═════ Supplied material

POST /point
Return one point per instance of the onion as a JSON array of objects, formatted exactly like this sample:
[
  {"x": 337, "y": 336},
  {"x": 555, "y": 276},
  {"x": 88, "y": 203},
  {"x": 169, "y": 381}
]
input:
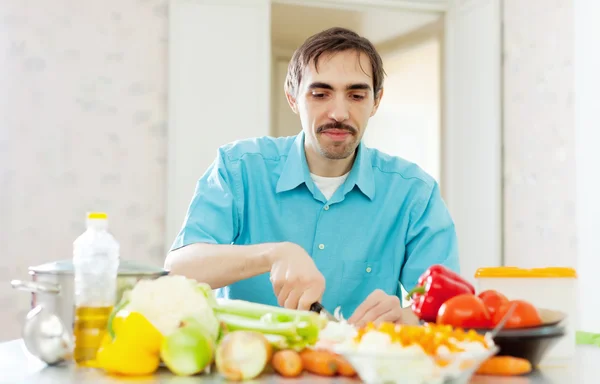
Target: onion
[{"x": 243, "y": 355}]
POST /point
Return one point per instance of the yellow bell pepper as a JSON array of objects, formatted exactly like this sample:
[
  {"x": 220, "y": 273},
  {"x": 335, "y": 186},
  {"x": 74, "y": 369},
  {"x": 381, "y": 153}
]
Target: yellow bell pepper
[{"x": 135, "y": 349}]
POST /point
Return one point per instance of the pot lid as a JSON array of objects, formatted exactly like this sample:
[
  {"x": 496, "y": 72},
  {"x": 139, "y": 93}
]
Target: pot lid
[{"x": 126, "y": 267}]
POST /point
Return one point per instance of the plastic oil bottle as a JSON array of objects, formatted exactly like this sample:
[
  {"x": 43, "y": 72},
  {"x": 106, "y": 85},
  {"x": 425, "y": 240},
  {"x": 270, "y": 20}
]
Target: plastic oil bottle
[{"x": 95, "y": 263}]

══════════

*To do:* Can you reproduce all of the material above line for line, leaving out the picture?

*Correct answer:*
POST /point
Return one point per instance of the onion as a JSON array of objects, formatted exactly like this sample:
[
  {"x": 337, "y": 336},
  {"x": 555, "y": 276},
  {"x": 88, "y": 203},
  {"x": 169, "y": 381}
]
input:
Target: onion
[{"x": 243, "y": 355}]
POST /point
Return one point per instance of the yellow bell pepper as a JSON array of objects, formatted exactly like this sample:
[
  {"x": 220, "y": 273},
  {"x": 335, "y": 186},
  {"x": 74, "y": 369},
  {"x": 381, "y": 153}
]
Target: yellow bell pepper
[{"x": 135, "y": 349}]
POST /point
Return one point per instance of the pot lid as a JSON array of objects, formatted exactly like this sample:
[
  {"x": 496, "y": 72},
  {"x": 139, "y": 93}
]
Target: pot lid
[{"x": 126, "y": 267}]
POST /point
Return one point per instance of the plastic oil bottle as a JSON array of objects, formatted exactly like this sample:
[
  {"x": 43, "y": 72},
  {"x": 106, "y": 85},
  {"x": 425, "y": 240},
  {"x": 270, "y": 20}
]
Target: plastic oil bottle
[{"x": 95, "y": 263}]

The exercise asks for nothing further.